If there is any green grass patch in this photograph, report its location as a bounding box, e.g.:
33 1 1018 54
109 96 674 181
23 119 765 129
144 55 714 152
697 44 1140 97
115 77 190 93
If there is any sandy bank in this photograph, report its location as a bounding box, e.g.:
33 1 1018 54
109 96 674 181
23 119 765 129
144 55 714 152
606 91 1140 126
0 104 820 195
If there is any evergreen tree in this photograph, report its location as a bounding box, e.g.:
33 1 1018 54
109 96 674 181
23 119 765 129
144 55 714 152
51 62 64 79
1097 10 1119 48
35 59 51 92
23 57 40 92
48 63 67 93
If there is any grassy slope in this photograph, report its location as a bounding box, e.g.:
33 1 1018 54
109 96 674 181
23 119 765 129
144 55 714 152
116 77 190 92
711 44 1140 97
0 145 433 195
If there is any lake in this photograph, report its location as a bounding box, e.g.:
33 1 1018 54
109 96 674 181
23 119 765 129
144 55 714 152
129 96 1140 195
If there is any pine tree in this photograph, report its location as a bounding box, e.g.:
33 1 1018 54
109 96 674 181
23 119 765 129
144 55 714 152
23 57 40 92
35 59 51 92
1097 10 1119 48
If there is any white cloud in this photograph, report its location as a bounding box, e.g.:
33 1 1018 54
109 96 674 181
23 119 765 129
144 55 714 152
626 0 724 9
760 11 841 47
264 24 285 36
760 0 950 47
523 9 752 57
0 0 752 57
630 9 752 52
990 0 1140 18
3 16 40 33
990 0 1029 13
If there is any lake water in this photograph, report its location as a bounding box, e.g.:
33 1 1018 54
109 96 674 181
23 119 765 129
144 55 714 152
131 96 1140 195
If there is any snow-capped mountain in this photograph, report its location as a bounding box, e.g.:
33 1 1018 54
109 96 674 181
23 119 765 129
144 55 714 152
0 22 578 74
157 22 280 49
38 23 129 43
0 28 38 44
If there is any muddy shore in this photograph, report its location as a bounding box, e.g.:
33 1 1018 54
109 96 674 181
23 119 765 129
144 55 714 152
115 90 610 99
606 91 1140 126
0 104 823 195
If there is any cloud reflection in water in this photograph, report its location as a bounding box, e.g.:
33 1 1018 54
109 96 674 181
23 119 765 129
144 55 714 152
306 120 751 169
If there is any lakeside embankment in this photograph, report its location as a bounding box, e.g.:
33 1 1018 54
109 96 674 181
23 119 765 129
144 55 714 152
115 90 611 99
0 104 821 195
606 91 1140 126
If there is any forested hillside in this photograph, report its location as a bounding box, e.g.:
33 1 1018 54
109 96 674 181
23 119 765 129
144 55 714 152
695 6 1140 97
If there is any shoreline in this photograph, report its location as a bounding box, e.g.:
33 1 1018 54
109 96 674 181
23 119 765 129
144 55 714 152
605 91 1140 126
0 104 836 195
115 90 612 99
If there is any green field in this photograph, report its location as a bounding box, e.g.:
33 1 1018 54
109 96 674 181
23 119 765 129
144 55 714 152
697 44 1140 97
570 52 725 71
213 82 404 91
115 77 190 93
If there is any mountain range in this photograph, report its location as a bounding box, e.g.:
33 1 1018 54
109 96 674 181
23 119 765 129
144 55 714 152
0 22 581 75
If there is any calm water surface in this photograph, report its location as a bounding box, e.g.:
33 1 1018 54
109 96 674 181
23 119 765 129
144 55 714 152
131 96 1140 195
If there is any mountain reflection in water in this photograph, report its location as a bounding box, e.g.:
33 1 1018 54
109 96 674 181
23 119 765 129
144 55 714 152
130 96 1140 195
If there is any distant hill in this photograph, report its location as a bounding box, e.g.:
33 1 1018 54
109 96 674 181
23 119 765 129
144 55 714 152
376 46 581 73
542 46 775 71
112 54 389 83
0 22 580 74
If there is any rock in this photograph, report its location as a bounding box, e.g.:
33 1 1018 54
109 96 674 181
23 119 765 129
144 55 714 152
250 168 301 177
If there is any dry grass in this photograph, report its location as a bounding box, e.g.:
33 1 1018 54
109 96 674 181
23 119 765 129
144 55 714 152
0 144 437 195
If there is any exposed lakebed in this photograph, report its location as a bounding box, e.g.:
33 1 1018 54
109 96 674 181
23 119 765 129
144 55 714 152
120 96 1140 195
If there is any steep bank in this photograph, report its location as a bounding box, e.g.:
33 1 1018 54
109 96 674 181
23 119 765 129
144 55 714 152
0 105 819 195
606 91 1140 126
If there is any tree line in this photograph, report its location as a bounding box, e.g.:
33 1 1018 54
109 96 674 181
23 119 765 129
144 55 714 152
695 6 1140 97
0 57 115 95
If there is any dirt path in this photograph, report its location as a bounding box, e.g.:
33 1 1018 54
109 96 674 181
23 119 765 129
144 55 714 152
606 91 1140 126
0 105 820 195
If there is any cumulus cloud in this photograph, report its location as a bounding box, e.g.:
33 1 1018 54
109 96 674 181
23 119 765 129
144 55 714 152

##############################

- **WHAT YOU NEED TO DO**: Copy every line from the line with "If there is any mountain reflection" through the end of the items, and give only those lines. Multiply each bounding-box coordinate in the answers by 0.25 and round to whole numbers, with halves rounded up; every other number stays unchanged.

- **SOLUTION BELOW**:
If there is any mountain reflection in water in this photograph, report its location as a bounding box, e.g.:
33 1 1018 54
109 96 674 181
23 119 765 129
144 55 714 152
33 24 285 49
If there is any distant hill in this photograph, report its location as a bounding box, e.g.:
33 1 1018 54
109 96 674 181
23 119 765 129
144 55 714 152
94 12 145 18
136 12 194 18
28 14 97 21
0 6 145 19
If there is any rock in this photograph, report its location as a bounding box, e.g.:
33 1 1018 54
109 96 674 181
23 119 765 129
144 55 714 152
63 42 75 44
If there is any dry grass in this photograph, report its location as a bounding box, e.g.:
33 1 1018 54
109 96 674 181
23 119 765 129
144 55 714 152
0 36 109 49
If there is any exposed lakebed in this photograph, report its location as a bounding box, e.g.:
33 1 1018 54
109 96 674 181
23 119 765 129
144 55 714 152
30 24 285 49
If there is any steep bank in this photograph, report its location as a bounding box, e.g.:
33 1 1018 54
109 96 674 181
23 119 765 129
144 55 714 152
0 26 205 49
152 23 285 32
If there is any tree line in this photograph, report its location as a bounding box, e.g.:
33 1 1018 54
109 96 674 181
23 119 765 129
144 55 714 152
174 2 285 24
0 14 29 24
If there is any dirt path in this photograph, report its location as a bounding box, e.g.:
33 1 1018 54
109 96 674 181
23 119 765 129
144 55 714 152
152 23 285 32
0 26 205 49
If there is any cumulus cloud in this photograph, report its location as a bounding box, e.g.:
33 1 1018 54
109 96 674 181
23 119 765 129
144 55 714 152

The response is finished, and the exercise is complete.